_Text:_
# # #

Reportage
Auschwitz 80 years later, the return of the witnesses is a warning forever
Memory and current events were intertwined, together with appeals for an end to the current wars and warnings against extreme right-wingers on the rise.
One after another, heads of states and government and even kings, such as the UK’s Charles III and Felipe of Spain, lit a candle for the victims. They walked in silence. The representatives of 50 countries present at the commemoration ceremony that had begun more than two hours earlier, at 4 p.m., also sat in silence throughout. Although their presence was announced with plenty of noise and fanfare from the very early morning and into the evening, with car sirens sounding throughout Krakow and police and checkpoints spread out along the route from the city to the camp, it was not their time to speak on the 80th anniversary of the liberation of Auschwitz by Soviet troops.

# # #

Records from a collection:
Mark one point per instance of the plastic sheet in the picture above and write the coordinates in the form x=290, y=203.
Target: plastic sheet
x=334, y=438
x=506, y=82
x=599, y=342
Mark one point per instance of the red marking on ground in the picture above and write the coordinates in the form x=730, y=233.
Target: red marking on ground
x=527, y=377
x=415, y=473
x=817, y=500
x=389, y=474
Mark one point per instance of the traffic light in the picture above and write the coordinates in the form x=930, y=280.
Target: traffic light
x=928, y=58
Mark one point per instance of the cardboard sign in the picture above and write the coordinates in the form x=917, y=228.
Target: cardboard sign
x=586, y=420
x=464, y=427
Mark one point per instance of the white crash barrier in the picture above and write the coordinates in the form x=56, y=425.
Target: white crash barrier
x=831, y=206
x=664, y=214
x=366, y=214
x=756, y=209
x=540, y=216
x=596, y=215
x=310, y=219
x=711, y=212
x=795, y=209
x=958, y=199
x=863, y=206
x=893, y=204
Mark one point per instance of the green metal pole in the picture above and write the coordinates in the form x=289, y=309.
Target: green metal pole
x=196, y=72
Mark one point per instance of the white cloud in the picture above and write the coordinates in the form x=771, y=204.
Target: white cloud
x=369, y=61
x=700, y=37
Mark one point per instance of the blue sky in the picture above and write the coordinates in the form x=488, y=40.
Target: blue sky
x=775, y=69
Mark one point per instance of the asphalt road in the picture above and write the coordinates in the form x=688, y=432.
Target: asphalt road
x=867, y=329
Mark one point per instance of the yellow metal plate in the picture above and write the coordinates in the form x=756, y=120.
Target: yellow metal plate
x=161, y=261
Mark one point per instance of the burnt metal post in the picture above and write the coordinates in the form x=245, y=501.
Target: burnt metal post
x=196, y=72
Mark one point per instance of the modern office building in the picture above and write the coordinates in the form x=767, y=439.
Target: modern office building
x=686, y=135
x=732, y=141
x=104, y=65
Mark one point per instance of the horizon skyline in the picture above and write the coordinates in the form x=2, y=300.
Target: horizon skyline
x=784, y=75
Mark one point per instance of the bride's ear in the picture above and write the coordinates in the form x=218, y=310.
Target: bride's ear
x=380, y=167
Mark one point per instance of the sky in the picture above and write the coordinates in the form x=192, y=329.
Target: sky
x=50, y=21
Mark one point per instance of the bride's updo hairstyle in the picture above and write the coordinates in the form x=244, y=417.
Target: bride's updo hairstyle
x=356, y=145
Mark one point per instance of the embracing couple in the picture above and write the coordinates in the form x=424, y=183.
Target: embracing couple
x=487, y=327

# # #

_Things to do:_
1. Retype the report on the Auschwitz anniversary from "One after another, heads" up to and including "by Soviet troops.".
2. Translate this sentence from the report on the Auschwitz anniversary into Spanish: "Memory and current events were intertwined, together with appeals for an end to the current wars and warnings against extreme right-wingers on the rise."
3. Write what follows in the report on the Auschwitz anniversary, beginning after its final sentence.

_Responses to the exercise:_
1.
One after another, heads of states and government and even kings, such as the UK’s Charles III and Felipe of Spain, lit a candle for the victims. They walked in silence. The representatives of 50 countries present at the commemoration ceremony that had begun more than two hours earlier, at 4 p.m., also sat in silence throughout. Although their presence was announced with plenty of noise and fanfare from the very early morning and into the evening, with car sirens sounding throughout Krakow and police and checkpoints spread out along the route from the city to the camp, it was not their time to speak on the 80th anniversary of the liberation of Auschwitz by Soviet troops.

2. La memoria y la actualidad se entrelazaron, junto con llamamientos a poner fin a las guerras actuales y advertencias contra los ultraderechistas en ascenso.

3.
The survivors were the ones who gave the speeches, and they also lit candles amid tears at the end of the commemoration, many wearing the striped cap that had marked their captivity. Four were scheduled to speak among those few who are still alive – “only a handful” as one of them would say – and won’t give up on keeping alive a memory that seems to be playing awful tricks on some, although certainly not on them. They gave their testimony once again, right in front of the entrance to Auschwitz-Birkenau, at the “gate of death,” remembering the horror.
The large tent set up to accommodate the international delegations along with the survivors and their family members opened up towards that most grim facade of the giant extermination machine where more than a million Jews were murdered. A train car was set up next to the entrance. Watching outside, on the grass growing between the death camp barracks, where screens were broadcasting images of the ceremony, were people who had arrived from many European cities, from Israel, from the United States. They carried flags, white flowers, photos of relatives who did not survive the extermination. There were both elderly and young people, students applauding and following the testimonies with interest and concern.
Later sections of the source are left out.